ACTIVITY: Leave out every line before the one that contains "Target: purple berry stain". Please restate that line and the rest of the data word for word, through the end.

INPUT DATA:
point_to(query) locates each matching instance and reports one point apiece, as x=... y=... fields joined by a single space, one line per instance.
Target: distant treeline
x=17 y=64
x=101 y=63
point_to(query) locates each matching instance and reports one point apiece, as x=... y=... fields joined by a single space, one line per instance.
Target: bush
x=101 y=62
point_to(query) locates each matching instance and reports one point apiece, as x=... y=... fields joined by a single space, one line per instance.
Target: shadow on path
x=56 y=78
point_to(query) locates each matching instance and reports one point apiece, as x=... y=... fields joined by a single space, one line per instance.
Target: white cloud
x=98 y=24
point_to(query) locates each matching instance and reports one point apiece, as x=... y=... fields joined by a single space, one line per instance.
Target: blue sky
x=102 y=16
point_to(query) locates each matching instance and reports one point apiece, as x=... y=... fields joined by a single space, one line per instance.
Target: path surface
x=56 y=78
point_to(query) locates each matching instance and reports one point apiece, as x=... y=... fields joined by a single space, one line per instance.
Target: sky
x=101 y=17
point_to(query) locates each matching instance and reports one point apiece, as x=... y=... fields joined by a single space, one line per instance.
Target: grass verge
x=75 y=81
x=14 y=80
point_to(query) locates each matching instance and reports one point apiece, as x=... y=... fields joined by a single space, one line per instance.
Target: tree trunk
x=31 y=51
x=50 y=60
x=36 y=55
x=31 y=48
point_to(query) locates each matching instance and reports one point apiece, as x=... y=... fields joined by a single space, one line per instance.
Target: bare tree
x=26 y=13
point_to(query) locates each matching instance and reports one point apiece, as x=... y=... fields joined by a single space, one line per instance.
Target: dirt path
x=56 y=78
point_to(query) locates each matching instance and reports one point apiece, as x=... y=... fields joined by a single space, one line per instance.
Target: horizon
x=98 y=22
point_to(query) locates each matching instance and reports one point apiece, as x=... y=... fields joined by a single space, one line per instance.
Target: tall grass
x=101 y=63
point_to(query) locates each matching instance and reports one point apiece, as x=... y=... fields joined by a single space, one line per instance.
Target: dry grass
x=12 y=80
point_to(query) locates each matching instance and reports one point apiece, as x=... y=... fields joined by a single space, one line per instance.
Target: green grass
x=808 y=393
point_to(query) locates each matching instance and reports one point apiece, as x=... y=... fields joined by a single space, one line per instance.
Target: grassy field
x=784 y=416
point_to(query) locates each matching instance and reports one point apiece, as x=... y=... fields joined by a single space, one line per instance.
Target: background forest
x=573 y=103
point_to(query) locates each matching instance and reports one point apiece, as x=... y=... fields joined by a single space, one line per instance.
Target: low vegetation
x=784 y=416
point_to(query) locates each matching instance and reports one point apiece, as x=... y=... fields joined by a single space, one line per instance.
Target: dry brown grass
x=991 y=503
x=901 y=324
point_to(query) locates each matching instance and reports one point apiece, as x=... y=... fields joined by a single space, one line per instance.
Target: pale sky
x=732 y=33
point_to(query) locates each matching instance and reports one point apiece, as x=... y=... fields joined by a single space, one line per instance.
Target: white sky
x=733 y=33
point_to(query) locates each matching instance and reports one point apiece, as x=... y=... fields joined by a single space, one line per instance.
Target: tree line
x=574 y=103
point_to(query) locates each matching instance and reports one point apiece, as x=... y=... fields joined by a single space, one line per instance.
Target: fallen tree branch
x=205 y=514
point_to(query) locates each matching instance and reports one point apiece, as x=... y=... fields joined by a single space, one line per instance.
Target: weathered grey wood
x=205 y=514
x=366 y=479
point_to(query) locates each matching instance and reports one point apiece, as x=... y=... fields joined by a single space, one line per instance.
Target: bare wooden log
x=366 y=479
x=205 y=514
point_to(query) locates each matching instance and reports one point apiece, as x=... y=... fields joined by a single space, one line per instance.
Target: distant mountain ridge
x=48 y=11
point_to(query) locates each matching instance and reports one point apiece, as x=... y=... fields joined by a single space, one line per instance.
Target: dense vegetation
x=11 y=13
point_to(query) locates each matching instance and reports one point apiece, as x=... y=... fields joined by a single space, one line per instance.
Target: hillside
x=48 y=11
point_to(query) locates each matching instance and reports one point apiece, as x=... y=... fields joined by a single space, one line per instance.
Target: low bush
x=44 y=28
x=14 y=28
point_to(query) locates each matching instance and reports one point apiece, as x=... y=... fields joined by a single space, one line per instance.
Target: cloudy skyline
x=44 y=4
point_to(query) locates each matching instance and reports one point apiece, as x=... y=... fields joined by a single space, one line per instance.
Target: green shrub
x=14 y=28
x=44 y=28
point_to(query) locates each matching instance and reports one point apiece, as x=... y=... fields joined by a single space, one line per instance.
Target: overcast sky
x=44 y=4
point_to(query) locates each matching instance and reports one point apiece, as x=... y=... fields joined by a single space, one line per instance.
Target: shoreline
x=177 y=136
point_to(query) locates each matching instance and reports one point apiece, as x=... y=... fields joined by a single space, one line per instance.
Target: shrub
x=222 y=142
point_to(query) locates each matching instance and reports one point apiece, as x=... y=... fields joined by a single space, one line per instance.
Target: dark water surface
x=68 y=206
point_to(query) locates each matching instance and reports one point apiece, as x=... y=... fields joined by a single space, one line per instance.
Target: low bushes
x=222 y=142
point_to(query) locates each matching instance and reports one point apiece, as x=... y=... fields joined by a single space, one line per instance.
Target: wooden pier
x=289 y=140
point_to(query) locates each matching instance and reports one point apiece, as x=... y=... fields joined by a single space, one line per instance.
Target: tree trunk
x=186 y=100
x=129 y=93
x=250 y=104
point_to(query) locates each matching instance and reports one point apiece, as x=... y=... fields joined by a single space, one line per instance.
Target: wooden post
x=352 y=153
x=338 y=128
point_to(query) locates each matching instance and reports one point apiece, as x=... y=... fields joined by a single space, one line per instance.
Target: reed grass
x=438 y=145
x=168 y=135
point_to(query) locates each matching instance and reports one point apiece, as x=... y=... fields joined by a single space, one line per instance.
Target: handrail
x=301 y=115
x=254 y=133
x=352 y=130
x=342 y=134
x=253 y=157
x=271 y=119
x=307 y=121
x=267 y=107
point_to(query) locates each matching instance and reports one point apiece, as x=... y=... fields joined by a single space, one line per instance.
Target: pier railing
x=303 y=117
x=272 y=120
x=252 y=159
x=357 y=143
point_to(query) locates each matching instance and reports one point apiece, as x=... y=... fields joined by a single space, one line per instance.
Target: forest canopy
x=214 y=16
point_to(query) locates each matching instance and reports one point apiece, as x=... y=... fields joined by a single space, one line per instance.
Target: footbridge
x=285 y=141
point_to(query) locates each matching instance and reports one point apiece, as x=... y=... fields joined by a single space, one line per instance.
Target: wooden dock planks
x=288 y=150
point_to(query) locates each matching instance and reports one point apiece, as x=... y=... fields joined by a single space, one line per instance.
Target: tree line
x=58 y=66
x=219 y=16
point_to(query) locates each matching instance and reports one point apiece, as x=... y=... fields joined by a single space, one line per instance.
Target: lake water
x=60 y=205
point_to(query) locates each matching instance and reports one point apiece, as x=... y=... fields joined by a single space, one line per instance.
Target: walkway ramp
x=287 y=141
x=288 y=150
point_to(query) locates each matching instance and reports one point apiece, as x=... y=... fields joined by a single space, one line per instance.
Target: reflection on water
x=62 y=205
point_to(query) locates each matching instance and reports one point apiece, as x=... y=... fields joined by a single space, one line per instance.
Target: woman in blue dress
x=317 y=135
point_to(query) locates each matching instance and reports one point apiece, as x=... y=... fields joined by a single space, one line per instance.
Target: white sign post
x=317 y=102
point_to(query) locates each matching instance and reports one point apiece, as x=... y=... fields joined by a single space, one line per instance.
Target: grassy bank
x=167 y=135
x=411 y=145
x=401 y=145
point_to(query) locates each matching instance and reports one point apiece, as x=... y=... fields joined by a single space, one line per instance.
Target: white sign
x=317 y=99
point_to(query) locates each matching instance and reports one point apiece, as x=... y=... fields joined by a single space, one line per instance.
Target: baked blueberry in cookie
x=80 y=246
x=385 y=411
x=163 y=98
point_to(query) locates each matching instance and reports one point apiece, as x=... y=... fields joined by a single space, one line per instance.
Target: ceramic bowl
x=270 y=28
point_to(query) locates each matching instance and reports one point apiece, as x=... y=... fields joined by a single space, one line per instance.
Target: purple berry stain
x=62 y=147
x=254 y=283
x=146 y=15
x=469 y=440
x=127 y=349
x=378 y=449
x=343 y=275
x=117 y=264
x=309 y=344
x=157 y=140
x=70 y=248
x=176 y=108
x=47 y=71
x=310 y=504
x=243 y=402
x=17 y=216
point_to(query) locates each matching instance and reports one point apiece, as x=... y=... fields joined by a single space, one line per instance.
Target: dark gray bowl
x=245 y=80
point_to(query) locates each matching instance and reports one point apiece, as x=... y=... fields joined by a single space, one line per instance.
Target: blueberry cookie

RESPONSE TO THIS EXERCISE:
Target: purple berry stain
x=62 y=147
x=254 y=283
x=146 y=15
x=469 y=440
x=127 y=349
x=378 y=449
x=343 y=275
x=117 y=264
x=309 y=344
x=157 y=140
x=70 y=248
x=176 y=108
x=47 y=71
x=310 y=504
x=243 y=402
x=17 y=216
point_to(query) locates each matching instance and reports one point apiece, as x=... y=... fields joined by a single space, one line per instance.
Target: dark gray bowl
x=245 y=80
point_to(query) locates each matching instance and reports one point apiece, as x=... y=... fields joined by a single space, one line per instance.
Target: blueberry cookie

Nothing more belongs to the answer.